## Records shown:
# # #
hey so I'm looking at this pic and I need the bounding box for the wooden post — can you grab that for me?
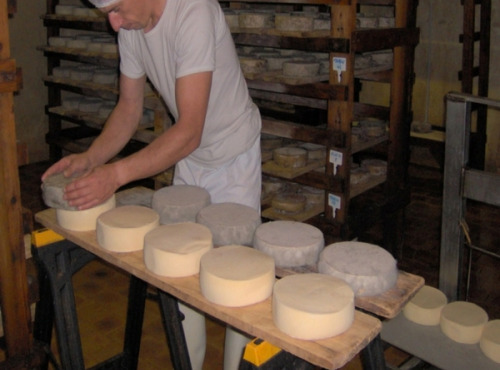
[0,0,32,358]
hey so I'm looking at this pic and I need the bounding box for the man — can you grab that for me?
[42,0,262,368]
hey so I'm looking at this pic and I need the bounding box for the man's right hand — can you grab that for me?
[41,153,93,182]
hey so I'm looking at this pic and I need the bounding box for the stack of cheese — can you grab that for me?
[41,173,116,231]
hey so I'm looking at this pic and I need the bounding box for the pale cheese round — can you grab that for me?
[144,222,213,277]
[273,147,308,168]
[96,205,159,253]
[403,285,448,326]
[253,220,324,268]
[480,320,500,363]
[275,13,314,32]
[440,301,488,344]
[273,273,355,340]
[199,245,275,307]
[196,202,261,246]
[282,61,320,77]
[152,185,211,225]
[239,57,267,75]
[56,195,116,231]
[271,192,307,213]
[79,97,102,113]
[238,12,274,29]
[318,241,398,297]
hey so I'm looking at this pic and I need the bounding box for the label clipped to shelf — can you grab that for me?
[329,149,343,175]
[332,57,347,83]
[328,193,341,219]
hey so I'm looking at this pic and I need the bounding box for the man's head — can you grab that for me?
[88,0,120,8]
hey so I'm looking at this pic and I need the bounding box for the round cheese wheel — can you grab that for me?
[300,185,324,204]
[273,147,308,168]
[253,220,324,268]
[62,96,83,110]
[152,185,211,225]
[224,12,240,29]
[196,202,261,246]
[403,285,448,326]
[86,42,103,53]
[360,120,386,138]
[260,134,283,150]
[92,68,117,85]
[66,39,89,50]
[42,172,80,210]
[96,205,160,253]
[275,13,315,32]
[144,222,213,277]
[440,301,489,344]
[56,195,116,231]
[271,192,307,213]
[55,5,76,15]
[238,12,274,29]
[52,66,73,79]
[318,241,398,297]
[199,245,275,307]
[272,273,354,340]
[48,36,73,48]
[79,97,102,113]
[313,17,331,30]
[70,67,94,82]
[480,320,500,363]
[300,143,325,160]
[262,177,283,196]
[72,7,90,17]
[282,61,320,77]
[361,159,387,176]
[239,57,267,75]
[102,43,118,54]
[350,167,371,185]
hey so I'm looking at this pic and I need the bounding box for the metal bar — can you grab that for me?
[463,168,500,206]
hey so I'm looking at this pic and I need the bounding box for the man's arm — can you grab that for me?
[63,71,212,210]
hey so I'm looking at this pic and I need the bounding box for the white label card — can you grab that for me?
[328,193,341,219]
[329,149,343,175]
[332,57,347,82]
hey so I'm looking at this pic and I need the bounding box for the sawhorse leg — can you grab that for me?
[158,290,192,370]
[32,240,148,370]
[361,334,386,370]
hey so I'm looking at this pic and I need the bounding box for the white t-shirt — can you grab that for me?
[118,0,261,167]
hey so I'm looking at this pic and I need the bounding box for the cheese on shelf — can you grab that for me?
[152,185,211,224]
[480,320,500,363]
[196,202,261,246]
[272,273,354,340]
[403,285,448,326]
[273,147,308,168]
[253,220,324,268]
[282,61,320,77]
[318,241,398,297]
[56,195,116,231]
[271,192,307,213]
[440,301,488,344]
[144,222,213,277]
[96,205,159,253]
[199,245,275,307]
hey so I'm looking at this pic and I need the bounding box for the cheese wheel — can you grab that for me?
[48,36,73,48]
[56,195,116,231]
[350,167,371,185]
[238,12,274,29]
[253,220,324,268]
[144,223,213,277]
[300,185,324,204]
[66,39,89,50]
[52,66,73,79]
[403,285,448,326]
[70,67,94,82]
[361,159,387,176]
[152,185,211,224]
[55,5,76,15]
[42,172,80,210]
[273,147,308,168]
[318,241,398,297]
[282,61,320,77]
[199,245,275,307]
[79,97,102,113]
[260,134,283,150]
[313,17,331,30]
[271,192,307,213]
[262,176,283,195]
[62,96,83,110]
[224,12,240,30]
[92,68,117,85]
[72,7,90,17]
[96,205,160,253]
[440,301,489,344]
[86,42,103,53]
[275,13,314,32]
[480,320,500,363]
[273,273,354,340]
[239,57,267,75]
[115,186,154,207]
[196,202,261,246]
[300,143,325,160]
[102,43,118,54]
[360,120,386,138]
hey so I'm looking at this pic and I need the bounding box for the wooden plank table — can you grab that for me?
[35,208,382,370]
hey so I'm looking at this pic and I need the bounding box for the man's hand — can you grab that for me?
[63,163,121,210]
[41,153,93,181]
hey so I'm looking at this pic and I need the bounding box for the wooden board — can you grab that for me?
[245,69,329,86]
[262,202,324,222]
[35,208,382,370]
[262,159,324,179]
[276,266,424,319]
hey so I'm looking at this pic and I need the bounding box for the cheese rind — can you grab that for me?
[144,223,213,277]
[42,173,79,210]
[56,195,116,231]
[480,320,500,363]
[403,285,448,326]
[271,192,307,213]
[272,273,354,340]
[318,241,398,297]
[440,301,489,344]
[253,220,324,267]
[199,245,275,307]
[273,147,308,168]
[96,205,159,253]
[152,185,211,224]
[196,203,261,246]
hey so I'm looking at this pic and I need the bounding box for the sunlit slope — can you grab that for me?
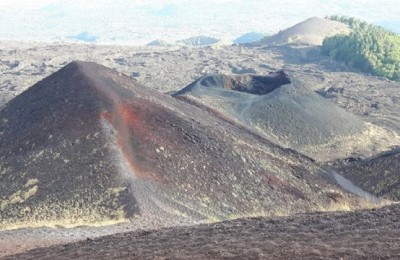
[260,17,350,45]
[174,72,399,162]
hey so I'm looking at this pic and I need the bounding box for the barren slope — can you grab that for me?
[6,204,400,260]
[0,61,362,231]
[174,72,399,162]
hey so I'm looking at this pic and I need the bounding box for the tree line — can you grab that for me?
[322,15,400,80]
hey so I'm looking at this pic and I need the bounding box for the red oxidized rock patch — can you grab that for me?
[101,101,163,182]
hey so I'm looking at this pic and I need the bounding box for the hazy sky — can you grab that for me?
[0,0,399,45]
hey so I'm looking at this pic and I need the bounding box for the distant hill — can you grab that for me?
[70,31,97,43]
[234,32,267,44]
[260,17,350,46]
[174,72,398,162]
[146,39,172,47]
[176,36,220,46]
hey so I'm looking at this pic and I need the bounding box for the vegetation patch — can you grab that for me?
[322,16,400,80]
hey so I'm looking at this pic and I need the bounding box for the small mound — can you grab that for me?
[176,36,220,46]
[174,72,399,162]
[261,17,350,45]
[69,31,97,43]
[233,32,267,44]
[146,39,172,47]
[174,70,291,96]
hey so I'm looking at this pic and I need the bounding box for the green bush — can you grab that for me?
[322,16,400,80]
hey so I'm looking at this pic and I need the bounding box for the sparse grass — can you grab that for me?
[0,196,129,231]
[24,178,38,187]
[5,185,38,206]
[205,216,222,224]
[323,201,351,212]
[2,218,128,232]
[321,196,394,213]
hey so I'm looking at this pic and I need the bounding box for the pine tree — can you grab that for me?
[323,16,400,80]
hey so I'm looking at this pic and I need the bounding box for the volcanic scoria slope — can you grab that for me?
[338,149,400,201]
[8,203,400,260]
[174,72,399,162]
[1,61,363,230]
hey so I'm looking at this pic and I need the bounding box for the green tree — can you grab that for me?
[322,16,400,80]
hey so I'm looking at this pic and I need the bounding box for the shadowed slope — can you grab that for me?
[174,70,291,96]
[0,62,364,230]
[338,150,400,200]
[174,73,399,162]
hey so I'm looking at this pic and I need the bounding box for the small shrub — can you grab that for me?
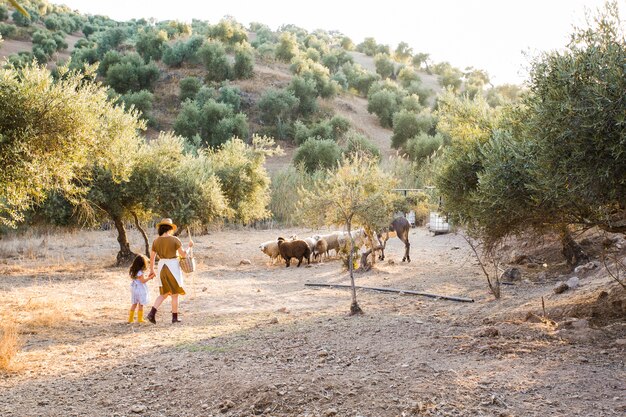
# # #
## Exercise description:
Starting with the line that contains "for the shadowed", copy every line word for word through the end of the listing above, but leave out the pictures.

## Solution to the exercise:
hey so I'm looking at this pic and I need the bounding box for the shadowed slope — can you grab that for me?
[174,70,291,96]
[0,62,364,230]
[338,150,400,200]
[174,73,399,162]
hey so I'm looking at this pic and I need the bounding box for the small shrub — can you grab that for me?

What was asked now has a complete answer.